──────── INPUT DATA ────────

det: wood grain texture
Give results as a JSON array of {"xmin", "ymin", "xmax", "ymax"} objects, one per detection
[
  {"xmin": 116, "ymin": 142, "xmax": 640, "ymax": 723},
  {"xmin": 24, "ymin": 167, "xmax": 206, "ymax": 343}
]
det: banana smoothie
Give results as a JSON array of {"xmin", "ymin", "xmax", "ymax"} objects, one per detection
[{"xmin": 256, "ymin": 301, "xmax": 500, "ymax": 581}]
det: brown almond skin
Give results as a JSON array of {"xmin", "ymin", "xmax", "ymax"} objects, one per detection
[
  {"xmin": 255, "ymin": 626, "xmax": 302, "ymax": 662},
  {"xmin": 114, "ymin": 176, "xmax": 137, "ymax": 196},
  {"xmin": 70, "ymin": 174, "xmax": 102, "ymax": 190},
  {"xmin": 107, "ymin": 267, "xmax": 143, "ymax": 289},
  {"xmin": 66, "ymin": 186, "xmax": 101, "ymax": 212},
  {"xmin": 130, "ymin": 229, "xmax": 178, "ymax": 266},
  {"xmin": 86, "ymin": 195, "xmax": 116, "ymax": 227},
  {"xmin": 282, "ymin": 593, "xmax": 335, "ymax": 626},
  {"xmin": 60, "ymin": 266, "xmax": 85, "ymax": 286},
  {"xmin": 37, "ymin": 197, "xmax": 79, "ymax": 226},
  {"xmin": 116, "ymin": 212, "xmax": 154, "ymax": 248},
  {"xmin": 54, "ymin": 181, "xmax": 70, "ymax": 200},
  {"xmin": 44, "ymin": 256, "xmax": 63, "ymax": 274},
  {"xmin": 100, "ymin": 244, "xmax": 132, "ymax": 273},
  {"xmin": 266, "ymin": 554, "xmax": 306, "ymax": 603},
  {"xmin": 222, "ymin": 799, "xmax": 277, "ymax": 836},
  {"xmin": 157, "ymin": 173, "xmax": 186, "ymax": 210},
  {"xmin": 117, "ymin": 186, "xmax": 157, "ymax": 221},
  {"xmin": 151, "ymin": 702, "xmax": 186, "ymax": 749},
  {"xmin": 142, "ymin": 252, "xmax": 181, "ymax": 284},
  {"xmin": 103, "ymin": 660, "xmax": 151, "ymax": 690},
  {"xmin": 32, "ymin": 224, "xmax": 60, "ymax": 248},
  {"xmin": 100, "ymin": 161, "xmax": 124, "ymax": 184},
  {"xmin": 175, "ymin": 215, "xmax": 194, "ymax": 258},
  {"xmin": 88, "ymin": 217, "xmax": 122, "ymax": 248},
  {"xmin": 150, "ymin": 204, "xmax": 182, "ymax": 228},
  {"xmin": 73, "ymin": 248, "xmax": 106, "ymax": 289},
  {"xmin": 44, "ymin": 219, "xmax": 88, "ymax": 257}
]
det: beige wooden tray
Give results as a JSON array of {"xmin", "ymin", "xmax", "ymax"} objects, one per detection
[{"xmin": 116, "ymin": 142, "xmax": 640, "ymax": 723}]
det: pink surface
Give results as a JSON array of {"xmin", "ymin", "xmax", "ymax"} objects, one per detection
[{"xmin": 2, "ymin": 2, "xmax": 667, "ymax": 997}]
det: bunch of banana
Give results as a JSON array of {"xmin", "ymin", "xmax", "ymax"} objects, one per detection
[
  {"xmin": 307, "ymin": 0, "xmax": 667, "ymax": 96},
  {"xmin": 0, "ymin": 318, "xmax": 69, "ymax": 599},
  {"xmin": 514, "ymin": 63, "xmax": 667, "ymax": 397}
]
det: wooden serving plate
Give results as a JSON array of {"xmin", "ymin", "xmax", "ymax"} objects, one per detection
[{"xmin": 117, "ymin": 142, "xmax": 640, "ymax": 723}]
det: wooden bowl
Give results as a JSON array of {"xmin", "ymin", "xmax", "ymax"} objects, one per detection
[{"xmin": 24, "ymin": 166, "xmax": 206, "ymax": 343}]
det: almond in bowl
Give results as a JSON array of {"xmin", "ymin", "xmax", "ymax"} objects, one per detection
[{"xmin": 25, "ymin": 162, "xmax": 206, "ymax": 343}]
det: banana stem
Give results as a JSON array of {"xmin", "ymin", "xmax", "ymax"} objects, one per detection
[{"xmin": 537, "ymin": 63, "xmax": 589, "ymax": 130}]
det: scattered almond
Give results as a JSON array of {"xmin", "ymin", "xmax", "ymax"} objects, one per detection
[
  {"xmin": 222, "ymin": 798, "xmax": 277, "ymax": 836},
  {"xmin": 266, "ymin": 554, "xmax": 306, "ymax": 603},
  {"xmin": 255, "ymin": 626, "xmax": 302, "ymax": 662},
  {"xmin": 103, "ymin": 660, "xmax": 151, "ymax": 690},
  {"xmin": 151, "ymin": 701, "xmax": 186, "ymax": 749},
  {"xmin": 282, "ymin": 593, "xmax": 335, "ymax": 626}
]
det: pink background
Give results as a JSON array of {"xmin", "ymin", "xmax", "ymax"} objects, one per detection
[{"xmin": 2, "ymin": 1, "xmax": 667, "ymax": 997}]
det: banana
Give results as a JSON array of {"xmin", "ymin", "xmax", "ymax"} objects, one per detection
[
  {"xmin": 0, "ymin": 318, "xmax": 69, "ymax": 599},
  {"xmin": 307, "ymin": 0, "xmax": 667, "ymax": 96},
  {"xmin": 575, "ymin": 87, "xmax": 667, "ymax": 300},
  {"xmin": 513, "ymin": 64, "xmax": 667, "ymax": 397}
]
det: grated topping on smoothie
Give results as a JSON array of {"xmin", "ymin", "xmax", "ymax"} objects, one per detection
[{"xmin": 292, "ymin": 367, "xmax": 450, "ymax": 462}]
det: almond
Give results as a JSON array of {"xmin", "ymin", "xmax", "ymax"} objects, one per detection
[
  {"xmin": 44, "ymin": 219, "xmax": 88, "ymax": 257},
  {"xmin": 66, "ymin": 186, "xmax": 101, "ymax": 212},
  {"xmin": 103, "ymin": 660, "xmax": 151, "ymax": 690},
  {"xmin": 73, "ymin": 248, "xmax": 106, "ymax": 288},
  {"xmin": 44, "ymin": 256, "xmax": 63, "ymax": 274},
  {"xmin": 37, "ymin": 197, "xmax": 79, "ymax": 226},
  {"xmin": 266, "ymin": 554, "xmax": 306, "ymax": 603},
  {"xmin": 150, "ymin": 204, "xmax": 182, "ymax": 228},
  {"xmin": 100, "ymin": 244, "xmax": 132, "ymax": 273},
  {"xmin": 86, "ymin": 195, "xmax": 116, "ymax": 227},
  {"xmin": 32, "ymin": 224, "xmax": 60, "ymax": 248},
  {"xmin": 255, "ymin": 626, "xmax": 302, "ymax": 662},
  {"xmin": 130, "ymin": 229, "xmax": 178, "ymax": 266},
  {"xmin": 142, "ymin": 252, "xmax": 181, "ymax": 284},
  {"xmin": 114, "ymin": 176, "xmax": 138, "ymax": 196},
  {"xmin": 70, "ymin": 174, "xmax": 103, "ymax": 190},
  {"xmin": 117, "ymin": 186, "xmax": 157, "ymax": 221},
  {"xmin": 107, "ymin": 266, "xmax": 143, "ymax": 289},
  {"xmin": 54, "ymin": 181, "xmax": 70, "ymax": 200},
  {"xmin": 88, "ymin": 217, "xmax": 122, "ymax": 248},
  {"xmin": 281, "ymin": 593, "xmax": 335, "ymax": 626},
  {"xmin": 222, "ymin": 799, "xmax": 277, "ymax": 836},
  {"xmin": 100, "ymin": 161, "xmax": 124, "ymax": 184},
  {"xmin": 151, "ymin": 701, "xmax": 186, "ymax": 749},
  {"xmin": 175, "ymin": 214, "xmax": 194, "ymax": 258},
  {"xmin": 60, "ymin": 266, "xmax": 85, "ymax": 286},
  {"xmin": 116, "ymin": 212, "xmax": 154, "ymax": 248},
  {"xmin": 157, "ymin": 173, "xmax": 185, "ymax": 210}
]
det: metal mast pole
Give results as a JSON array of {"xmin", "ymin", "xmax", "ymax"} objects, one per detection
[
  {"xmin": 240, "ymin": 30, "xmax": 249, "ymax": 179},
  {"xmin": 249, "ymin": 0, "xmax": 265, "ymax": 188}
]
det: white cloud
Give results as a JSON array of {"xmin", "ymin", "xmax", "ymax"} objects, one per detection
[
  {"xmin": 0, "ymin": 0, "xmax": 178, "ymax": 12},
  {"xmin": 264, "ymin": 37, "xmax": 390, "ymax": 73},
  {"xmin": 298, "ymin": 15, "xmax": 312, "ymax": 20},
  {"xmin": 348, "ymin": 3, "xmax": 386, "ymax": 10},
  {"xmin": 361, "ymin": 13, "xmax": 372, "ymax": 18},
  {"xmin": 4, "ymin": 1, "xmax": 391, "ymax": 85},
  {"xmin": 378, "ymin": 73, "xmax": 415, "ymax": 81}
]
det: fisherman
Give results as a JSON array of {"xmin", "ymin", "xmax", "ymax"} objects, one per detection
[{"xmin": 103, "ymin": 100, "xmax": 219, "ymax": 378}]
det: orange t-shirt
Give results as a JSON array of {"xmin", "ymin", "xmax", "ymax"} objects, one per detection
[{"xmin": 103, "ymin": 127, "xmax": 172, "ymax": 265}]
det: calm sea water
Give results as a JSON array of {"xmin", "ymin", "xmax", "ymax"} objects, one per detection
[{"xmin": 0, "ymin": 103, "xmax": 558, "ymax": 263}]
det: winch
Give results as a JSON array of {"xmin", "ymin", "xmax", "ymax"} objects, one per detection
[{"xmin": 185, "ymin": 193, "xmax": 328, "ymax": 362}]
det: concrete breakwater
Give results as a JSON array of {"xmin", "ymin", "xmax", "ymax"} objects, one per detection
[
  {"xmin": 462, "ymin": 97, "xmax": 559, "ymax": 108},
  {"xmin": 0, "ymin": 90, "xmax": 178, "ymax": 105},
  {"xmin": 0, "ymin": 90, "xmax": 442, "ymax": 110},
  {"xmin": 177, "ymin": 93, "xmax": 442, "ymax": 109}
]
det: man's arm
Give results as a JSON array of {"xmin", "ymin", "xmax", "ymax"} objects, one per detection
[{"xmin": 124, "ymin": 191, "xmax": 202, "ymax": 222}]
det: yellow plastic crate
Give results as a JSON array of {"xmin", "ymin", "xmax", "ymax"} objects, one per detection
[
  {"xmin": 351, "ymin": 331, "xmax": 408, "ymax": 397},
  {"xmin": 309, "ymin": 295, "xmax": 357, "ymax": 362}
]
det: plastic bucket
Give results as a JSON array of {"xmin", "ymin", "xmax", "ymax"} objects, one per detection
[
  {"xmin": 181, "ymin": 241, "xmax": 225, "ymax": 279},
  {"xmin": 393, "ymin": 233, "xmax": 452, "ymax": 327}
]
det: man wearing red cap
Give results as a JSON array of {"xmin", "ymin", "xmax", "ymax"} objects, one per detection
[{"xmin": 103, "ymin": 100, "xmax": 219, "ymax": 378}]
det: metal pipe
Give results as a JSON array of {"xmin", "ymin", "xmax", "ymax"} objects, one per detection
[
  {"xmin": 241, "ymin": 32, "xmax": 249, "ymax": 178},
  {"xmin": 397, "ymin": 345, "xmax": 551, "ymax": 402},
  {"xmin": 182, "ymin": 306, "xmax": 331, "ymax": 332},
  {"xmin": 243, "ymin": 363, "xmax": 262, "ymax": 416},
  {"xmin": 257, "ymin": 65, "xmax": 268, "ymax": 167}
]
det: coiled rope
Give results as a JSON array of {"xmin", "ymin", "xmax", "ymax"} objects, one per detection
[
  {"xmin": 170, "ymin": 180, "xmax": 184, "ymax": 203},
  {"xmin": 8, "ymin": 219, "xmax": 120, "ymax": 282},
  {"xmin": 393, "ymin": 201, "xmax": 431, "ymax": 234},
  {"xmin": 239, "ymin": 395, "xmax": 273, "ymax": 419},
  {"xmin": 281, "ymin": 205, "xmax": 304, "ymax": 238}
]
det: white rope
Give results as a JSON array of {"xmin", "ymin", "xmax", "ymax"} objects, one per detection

────────

WORK TO COMPLETE:
Beginning at the line that contains "det: man wearing red cap" and ending at the last line above, copy each line without any change.

EXERCISE ANSWER:
det: man wearing red cap
Give results as a JSON array of {"xmin", "ymin", "xmax", "ymax"} objects, one per detection
[{"xmin": 103, "ymin": 100, "xmax": 219, "ymax": 378}]
det: metal pipe
Give results as a JSON array of {"xmin", "ymin", "xmax", "ymax"} objects, one per detection
[
  {"xmin": 241, "ymin": 32, "xmax": 249, "ymax": 178},
  {"xmin": 397, "ymin": 345, "xmax": 551, "ymax": 402},
  {"xmin": 182, "ymin": 306, "xmax": 331, "ymax": 332},
  {"xmin": 243, "ymin": 363, "xmax": 262, "ymax": 416},
  {"xmin": 257, "ymin": 65, "xmax": 268, "ymax": 167}
]
det: coiled rope
Give results as a JSON array of {"xmin", "ymin", "xmax", "ymax"} objects, one per detection
[
  {"xmin": 170, "ymin": 180, "xmax": 184, "ymax": 203},
  {"xmin": 8, "ymin": 219, "xmax": 120, "ymax": 282},
  {"xmin": 393, "ymin": 201, "xmax": 431, "ymax": 234},
  {"xmin": 239, "ymin": 395, "xmax": 273, "ymax": 419},
  {"xmin": 281, "ymin": 205, "xmax": 304, "ymax": 238}
]
det: white rope
Give results as a JSON array of {"xmin", "ymin", "xmax", "ymax"} objects, one per detection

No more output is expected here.